Using the listing below, determine the count of lines with the word "steps" and reply only with it.
↓↓↓
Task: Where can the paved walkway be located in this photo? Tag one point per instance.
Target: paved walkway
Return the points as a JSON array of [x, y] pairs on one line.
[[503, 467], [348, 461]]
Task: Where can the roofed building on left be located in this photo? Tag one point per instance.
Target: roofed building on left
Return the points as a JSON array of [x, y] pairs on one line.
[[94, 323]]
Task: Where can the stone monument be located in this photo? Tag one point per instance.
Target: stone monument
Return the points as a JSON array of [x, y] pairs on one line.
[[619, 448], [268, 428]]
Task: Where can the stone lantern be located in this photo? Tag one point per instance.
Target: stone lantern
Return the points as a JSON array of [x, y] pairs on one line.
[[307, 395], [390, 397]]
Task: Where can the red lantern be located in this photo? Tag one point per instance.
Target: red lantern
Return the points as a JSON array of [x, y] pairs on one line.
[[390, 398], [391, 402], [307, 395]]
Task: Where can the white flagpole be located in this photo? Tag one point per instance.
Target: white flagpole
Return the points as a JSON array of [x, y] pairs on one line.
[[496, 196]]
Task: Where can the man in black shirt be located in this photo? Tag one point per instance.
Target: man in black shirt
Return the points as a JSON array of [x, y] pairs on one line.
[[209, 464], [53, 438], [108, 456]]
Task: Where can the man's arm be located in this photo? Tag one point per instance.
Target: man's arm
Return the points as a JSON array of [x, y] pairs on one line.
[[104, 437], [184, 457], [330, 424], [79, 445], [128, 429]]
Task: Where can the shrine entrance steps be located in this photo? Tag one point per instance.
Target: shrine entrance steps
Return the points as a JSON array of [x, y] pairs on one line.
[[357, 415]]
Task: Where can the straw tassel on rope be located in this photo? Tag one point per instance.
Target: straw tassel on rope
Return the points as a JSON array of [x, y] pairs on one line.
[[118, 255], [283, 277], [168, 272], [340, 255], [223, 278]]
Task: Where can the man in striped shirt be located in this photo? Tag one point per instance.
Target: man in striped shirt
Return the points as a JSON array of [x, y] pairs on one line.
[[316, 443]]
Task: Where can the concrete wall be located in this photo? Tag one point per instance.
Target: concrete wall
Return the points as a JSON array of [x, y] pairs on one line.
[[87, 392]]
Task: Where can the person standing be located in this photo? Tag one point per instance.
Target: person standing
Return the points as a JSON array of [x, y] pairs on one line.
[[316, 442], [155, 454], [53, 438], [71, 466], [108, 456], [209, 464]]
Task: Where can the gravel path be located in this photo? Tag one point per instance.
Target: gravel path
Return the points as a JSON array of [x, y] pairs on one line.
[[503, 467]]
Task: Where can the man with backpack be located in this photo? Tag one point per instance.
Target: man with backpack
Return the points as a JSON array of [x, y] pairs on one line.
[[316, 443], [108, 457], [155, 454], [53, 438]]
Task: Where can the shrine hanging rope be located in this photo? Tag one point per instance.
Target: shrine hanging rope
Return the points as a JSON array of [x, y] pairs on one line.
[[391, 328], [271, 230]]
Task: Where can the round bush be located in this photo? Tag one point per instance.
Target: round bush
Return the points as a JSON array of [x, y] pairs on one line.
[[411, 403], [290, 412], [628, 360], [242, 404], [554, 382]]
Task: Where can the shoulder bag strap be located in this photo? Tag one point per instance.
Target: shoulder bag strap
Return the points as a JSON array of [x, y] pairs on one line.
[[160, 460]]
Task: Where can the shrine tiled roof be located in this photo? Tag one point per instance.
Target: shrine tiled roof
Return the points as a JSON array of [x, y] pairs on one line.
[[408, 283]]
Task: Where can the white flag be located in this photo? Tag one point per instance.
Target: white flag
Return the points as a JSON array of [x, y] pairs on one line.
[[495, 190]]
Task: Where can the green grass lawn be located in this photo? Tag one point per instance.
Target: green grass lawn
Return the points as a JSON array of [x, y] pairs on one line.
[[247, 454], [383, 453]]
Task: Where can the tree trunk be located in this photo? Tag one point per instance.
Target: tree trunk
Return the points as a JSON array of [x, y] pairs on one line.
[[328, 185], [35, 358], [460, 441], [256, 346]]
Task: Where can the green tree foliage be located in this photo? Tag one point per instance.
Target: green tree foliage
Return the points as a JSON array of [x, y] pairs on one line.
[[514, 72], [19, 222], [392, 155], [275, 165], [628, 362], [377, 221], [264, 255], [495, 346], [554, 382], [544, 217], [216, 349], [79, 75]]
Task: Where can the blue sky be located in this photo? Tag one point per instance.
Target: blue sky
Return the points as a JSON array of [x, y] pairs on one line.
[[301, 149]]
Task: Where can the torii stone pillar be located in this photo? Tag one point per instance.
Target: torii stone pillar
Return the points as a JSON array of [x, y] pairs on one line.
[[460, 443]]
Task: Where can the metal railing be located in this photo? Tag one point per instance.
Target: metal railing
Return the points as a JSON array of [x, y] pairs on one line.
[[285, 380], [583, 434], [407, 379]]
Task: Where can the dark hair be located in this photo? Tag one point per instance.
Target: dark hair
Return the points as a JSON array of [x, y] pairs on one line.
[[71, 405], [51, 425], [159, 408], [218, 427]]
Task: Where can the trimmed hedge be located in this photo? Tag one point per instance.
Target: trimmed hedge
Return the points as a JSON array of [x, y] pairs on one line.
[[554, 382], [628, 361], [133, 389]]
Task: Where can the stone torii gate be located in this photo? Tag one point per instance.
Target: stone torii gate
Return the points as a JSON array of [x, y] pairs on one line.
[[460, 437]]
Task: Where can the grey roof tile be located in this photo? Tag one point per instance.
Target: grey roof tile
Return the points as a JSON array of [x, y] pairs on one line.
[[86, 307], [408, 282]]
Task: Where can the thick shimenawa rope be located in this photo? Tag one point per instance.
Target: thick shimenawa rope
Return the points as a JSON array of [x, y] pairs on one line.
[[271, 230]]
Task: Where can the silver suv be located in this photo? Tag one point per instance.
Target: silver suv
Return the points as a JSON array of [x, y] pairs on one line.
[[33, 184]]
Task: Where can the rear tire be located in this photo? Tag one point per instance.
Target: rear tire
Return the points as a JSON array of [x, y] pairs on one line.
↑↑↑
**RESULT BELOW:** 2